GIVEN EXERCISE. Copy out the entries below, swapping "a pin for each instance" for "one pin per match" wherever it occurs and keeping every other line the same. Omit the pictures from your copy.

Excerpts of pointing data
──────────────────────────────

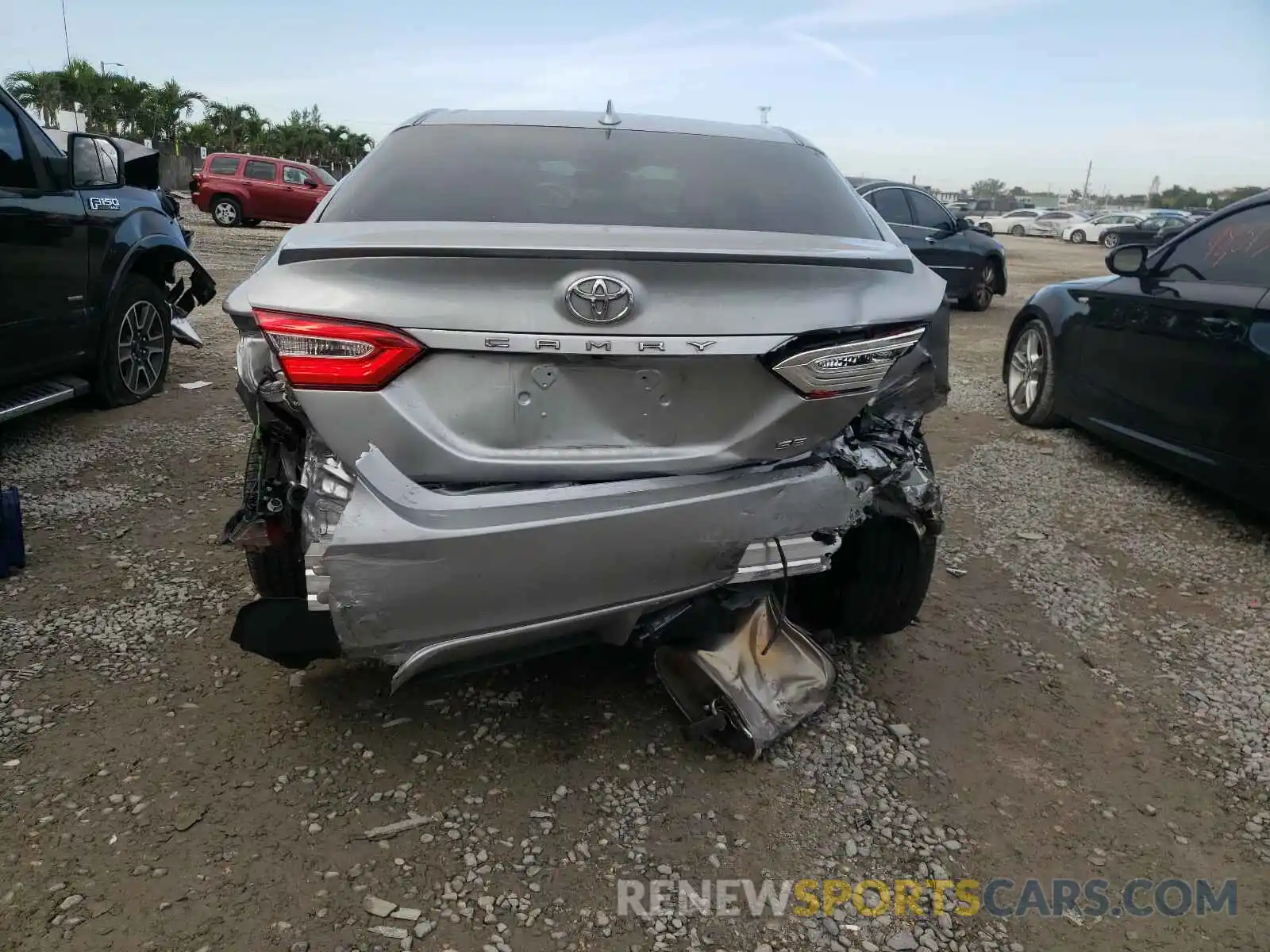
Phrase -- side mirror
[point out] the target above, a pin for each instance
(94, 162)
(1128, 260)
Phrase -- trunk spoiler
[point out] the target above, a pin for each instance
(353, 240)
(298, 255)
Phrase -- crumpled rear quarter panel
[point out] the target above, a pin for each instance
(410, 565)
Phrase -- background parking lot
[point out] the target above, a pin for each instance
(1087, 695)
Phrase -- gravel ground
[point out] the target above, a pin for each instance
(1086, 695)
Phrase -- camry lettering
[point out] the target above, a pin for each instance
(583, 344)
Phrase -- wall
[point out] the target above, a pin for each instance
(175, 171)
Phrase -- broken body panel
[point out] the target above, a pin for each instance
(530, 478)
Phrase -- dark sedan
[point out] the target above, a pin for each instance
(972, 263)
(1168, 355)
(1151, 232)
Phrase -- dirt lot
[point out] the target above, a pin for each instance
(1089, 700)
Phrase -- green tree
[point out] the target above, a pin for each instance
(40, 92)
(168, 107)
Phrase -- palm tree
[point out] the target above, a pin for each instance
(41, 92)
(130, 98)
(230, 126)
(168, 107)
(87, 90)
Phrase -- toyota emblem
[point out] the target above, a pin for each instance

──────────────────────────────

REPLY TO THE EXERCISE.
Phrase -- side mirror
[point out] the target above, one pin per match
(94, 162)
(1128, 260)
Phrase -- trunk spoiler
[point out] the target above, one pin per match
(353, 240)
(298, 255)
Phrase -- crumpled rear quarter panel
[point out] the target above, one pin per match
(410, 565)
Phrase -- background parking lot
[point out] the target above, one pin per match
(1087, 695)
Phrase -- gravel ground
[point out] the target above, one pin per match
(1086, 695)
Phrase -- camry lettering
[point out] the target above, one pin per match
(583, 344)
Phrase -- wall
[point out] the target above, one pin per match
(175, 171)
Phrase -- broken body panel
[point out] the target above, one pin per match
(530, 478)
Phrase -- dark sedan
[point out] the target above, one pin per match
(972, 263)
(1168, 355)
(1151, 232)
Phrase -- dirt lot
[point out] the target above, one pin per match
(1089, 700)
Phrase -- green tree
[point out] the target above, one pin per match
(40, 92)
(168, 107)
Phrase -- palm tree
[point out] the target above, one pin per match
(41, 92)
(130, 98)
(230, 126)
(168, 107)
(87, 90)
Phrase -- toyota emblem
[point out] the target above, one pin per match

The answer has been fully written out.